→ Task statement: From the material below, pull each line containing the string "leaf".

== == ==

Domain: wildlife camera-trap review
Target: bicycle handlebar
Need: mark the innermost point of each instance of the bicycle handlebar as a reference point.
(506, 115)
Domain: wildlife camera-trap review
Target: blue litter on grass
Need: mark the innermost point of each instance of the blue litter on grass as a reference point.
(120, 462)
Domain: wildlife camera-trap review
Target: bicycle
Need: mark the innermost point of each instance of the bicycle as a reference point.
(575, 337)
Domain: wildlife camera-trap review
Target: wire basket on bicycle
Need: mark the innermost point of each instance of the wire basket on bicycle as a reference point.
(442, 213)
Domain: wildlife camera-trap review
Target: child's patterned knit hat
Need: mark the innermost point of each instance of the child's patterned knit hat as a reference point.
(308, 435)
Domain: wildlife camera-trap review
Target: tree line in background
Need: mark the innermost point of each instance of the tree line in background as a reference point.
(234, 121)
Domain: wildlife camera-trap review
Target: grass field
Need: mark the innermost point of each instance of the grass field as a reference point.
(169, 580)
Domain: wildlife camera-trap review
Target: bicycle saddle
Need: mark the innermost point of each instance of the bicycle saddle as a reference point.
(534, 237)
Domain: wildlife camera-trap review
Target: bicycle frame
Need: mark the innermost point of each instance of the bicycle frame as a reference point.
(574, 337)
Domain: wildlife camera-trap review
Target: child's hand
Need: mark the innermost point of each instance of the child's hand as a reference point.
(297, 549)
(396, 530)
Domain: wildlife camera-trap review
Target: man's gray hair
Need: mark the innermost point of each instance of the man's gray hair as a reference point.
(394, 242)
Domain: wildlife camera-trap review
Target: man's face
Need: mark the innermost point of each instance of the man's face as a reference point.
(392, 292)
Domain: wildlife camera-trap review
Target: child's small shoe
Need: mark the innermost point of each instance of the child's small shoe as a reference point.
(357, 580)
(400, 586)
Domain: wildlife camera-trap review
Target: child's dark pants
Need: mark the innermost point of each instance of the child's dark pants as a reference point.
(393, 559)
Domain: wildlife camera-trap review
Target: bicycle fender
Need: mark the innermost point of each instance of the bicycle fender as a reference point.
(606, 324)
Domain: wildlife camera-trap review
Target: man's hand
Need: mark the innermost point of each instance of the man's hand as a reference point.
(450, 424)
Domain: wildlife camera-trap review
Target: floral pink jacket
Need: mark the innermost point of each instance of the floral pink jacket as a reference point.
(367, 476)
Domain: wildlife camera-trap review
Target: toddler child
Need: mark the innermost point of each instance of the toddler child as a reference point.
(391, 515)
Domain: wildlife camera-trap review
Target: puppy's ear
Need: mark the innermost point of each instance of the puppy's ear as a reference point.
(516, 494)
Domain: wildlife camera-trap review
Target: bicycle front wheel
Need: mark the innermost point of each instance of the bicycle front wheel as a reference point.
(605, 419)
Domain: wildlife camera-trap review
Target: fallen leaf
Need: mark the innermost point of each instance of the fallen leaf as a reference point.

== == ==

→ Written solution:
Target: fallen leaf
Need: mark the innermost point of each instance of the fallen leaf as a reference point.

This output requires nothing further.